*** Provided text Section Begins ***
The United Nations projects that the global human population that currently exceeds 8-billion will reach approximately 10-billion by 2050 and potentially 11-billion or more by the end of this century. Every additional human being requires food, water, shelter, energy, and economic opportunity. Every additional billion people places additional pressure on the finite natural systems — the soils, the water tables, the forests, the fisheries, the atmospheric carbon capacity — that all life on earth depends on.
No amount of solar panels, recycling programmes, carbon offsets, or sustainability certifications changes this arithmetic. We can improve the efficiency with which humanity uses natural resources. We can reduce waste, increase renewable energy, protect biodiversity corridors, and build more equitable economic systems. All of these things matter enormously and are worth pursuing with vigour, but if the number of people making demands on those resources continues to grow without limit, the gains made through sustainability initiatives will be perpetually outpaced by the expanding scale of human need and human consumption.
We are, in the most literal sense, running to stand still. In the African context this tension is acutely felt. The continent has the fastest-growing human population on earth. The same wilderness areas that safari tourism depends on and that sustainability frameworks seek to protect are under increasing pressure from expanding agricultural frontiers, growing settlements, and the entirely legitimate aspirations of communities seeking economic development and improved living standards.
Conservation, in this context, is not simply a matter of protecting nature from industry. It is a matter of navigating the profoundly complex intersection of human need, human rights, and ecological limits.
Until the global community is willing to have an honest, compassionate, and non-coercive conversation about human population, about education, about women's empowerment and reproductive rights, about the demographic transition that historically accompanies development and opportunity, sustainability will remain, at its deepest level, an incomplete project. A set of tools applied to symptoms rather than causes.
This is not a counsel of despair. It is a counsel of honesty. The tools of sustainability — the three pillars, the frameworks, the certifications, the commitments — are necessary and valuable. But they are most valuable when pursued with clear eyes about the scale of the challenge they are part of addressing. Not the whole answer but a vital, urgent, and imperfect part of a much larger one.
The real measure of success
After four decades in this industry, here is what I believe: the most sustainable safari operations I have encountered are not always the most certified ones. They're the ones where the staff have been with the business for 15 years because they are paid fairly, treated with dignity, and given a future. They're the ones where the local community genuinely benefits, not through a token community fund, but through real employment, real training, and real economic participation. They're the ones where the owners are engaged not because it makes good content, but because they cannot imagine being anywhere else. They are, in other words, the ones where sustainability is not a goal to be achieved and certified. It is simply the way things are done.
That is the standard worth pursuing rather than an elusive Holy Grail, it's something rarer and more valuable - a way of doing business in wild Africa that is honest about its limitations, exceptional within its constraints, and genuinely, durably committed to the people, the communities, and the landscapes it depends on.
That, I would argue, is sustainability worth celebrating.
*** Provided text Section Ends ***
**Work to complete**
(A) Answer these questions using the text on sustainability and population.
(i) What population does the United Nations project for the world by 2050?
(ii) Which continent does the text say has the fastest-growing human population on earth?
(iii) How long does the text say staff have stayed with the most sustainable safari operations?
(B) List every finite natural system that the text on sustainability and population names as coming under pressure from each additional billion people.
(C) Reproduce the text on sustainability and population word for word, from the words "The real measure" up to and including the words "things are done.".
*** Provided records Section Begins ***
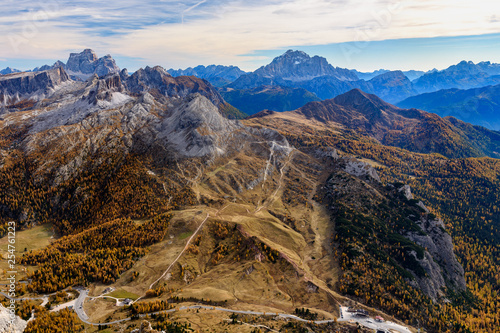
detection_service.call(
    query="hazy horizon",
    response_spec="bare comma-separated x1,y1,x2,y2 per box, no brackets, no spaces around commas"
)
0,0,500,72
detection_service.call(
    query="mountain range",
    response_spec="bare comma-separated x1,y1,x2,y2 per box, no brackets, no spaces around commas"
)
0,50,500,333
168,65,246,87
398,85,500,131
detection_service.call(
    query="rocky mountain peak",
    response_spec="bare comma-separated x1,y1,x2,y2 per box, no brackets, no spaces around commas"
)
125,66,224,106
0,67,21,75
65,49,120,80
0,67,71,105
158,93,240,157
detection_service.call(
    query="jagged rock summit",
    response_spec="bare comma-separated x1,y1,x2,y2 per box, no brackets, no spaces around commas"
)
65,49,120,80
230,50,358,89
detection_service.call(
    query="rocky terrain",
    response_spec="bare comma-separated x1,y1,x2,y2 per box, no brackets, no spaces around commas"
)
398,84,500,131
168,65,246,87
0,52,500,332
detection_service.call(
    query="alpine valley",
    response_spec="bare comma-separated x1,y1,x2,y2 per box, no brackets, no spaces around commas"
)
0,49,500,333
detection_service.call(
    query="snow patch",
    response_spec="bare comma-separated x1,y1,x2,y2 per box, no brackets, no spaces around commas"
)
344,159,380,182
0,304,28,333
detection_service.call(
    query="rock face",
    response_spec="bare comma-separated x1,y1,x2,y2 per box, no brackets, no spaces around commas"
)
413,61,500,93
406,214,466,300
125,66,224,106
65,49,120,80
0,67,21,75
228,50,418,102
0,67,71,105
158,93,240,157
230,50,358,89
220,86,319,115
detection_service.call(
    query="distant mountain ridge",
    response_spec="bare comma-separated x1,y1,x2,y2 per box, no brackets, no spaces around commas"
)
219,86,320,115
351,69,426,81
252,89,500,158
167,65,246,87
397,85,500,131
0,49,120,81
413,61,500,93
228,50,417,103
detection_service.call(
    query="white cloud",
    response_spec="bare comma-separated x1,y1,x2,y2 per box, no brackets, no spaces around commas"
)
0,0,500,67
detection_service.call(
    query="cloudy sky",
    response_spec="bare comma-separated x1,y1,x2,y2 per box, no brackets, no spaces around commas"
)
0,0,500,71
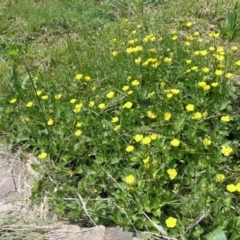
*** Provided records Section Ends ***
**Expected results**
(A)
(i) Approximately 10 billion.
(ii) Africa.
(iii) 15 years.

(B)
- the soils
- the water tables
- the forests
- the fisheries
- the atmospheric carbon capacity

(C)
The real measure of success
After four decades in this industry, here is what I believe: the most sustainable safari operations I have encountered are not always the most certified ones. They're the ones where the staff have been with the business for 15 years because they are paid fairly, treated with dignity, and given a future. They're the ones where the local community genuinely benefits, not through a token community fund, but through real employment, real training, and real economic participation. They're the ones where the owners are engaged not because it makes good content, but because they cannot imagine being anywhere else. They are, in other words, the ones where sustainability is not a goal to be achieved and certified. It is simply the way things are done.